───── Dataset records

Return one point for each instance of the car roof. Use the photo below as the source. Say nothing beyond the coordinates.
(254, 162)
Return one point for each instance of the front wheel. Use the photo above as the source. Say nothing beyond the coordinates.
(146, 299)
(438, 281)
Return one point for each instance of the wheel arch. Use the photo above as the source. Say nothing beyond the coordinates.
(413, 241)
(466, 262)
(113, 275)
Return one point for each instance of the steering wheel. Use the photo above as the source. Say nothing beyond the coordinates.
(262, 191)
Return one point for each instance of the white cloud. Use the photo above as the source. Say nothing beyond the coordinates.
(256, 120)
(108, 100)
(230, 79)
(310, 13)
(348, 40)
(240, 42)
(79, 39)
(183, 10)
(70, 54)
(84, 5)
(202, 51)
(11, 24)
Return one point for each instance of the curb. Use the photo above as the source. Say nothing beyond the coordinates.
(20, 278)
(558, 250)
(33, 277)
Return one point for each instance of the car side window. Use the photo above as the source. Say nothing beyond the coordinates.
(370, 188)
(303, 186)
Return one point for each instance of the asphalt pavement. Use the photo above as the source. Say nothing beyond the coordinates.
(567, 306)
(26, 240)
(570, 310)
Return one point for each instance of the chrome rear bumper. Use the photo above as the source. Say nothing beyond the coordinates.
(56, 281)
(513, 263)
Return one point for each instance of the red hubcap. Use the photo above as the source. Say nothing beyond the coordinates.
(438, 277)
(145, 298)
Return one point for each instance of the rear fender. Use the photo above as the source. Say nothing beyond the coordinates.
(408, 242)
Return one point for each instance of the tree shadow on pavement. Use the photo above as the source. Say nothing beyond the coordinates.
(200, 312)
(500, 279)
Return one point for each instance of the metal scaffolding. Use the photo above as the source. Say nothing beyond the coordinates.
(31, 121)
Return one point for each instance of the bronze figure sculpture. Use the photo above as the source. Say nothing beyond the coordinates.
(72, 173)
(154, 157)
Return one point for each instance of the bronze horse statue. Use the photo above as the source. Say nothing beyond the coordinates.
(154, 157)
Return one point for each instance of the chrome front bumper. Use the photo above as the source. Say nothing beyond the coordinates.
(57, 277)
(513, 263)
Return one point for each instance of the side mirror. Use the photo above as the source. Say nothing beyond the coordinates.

──────────

## Set problem:
Convert every line of the records above into a JSON list of strings, one string per line, leaving out blank lines.

## Right answer:
[
  "Return one point for each instance of the car roof. Use the photo below as the source. Say nothing beyond the coordinates.",
  "(254, 162)",
  "Return one point for each instance of the front wheel. Use the photo above as the source. Say nothing beyond the coordinates.",
  "(146, 299)",
  "(438, 281)",
  "Return one point for each instance of the wheel arch. Use the photo above as the source. Say nothing beyond the coordinates.",
  "(413, 241)",
  "(466, 262)",
  "(113, 275)",
  "Return one point for each instance of the steering wheel. Use the photo above as the source. Say nothing beyond the coordinates.",
  "(262, 191)",
  "Return one point for each instance of the white cloud. Use the photo above as the source. Say nothing beyond the coordinates.",
  "(256, 120)",
  "(108, 100)",
  "(230, 79)",
  "(310, 13)",
  "(348, 40)",
  "(240, 42)",
  "(79, 39)",
  "(183, 10)",
  "(70, 54)",
  "(84, 5)",
  "(202, 51)",
  "(11, 24)",
  "Return one point for each instance of the curb. Use the photo above as the source. Say nothing beyond the coordinates.",
  "(20, 278)",
  "(558, 250)",
  "(33, 277)",
  "Return one point for each instance of the car side window. Use the photo above as the source. Say nothing beyond the coordinates.",
  "(370, 188)",
  "(303, 186)",
  "Return one point for each instance of the asphalt pavement. Use the photo above as the source. Say nothing beyond the coordinates.",
  "(567, 306)",
  "(26, 240)",
  "(570, 310)",
  "Return one point for each instance of the chrome rear bumper. Use the photo above as the source. Say nothing beyond the coordinates.",
  "(56, 281)",
  "(513, 263)",
  "Return one point for each instance of the red hubcap. Use the photo above as the source. Say nothing beyond the coordinates.",
  "(438, 277)",
  "(145, 298)",
  "Return one point for each instance of the rear fender. Use the photo above as the source. Say nothing beyond the coordinates.",
  "(408, 242)",
  "Return one point for each instance of the tree shadow on pavement. Use the photo above as the source. Say nothing beyond the coordinates.",
  "(200, 312)",
  "(500, 279)",
  "Return one point for each instance of the metal scaffolding. Use the photo above as the source. Say nothing beyond the coordinates.",
  "(31, 121)",
  "Return one point for each instance of the bronze figure sculpture. Use the photo above as the source. Say nothing beyond the coordinates.",
  "(72, 173)",
  "(154, 157)",
  "Return one point for each instance of the bronze horse statue. Use the photo above as the source. Say nothing beyond the coordinates.",
  "(154, 157)",
  "Return one point for each instance of the chrome front bumper. Use the photo above as the source. Say nothing beyond the coordinates.",
  "(57, 277)",
  "(513, 263)",
  "Return one point for each instance of the side mirror. Use the photo above as the source. Say nothing beyond the coordinates."
]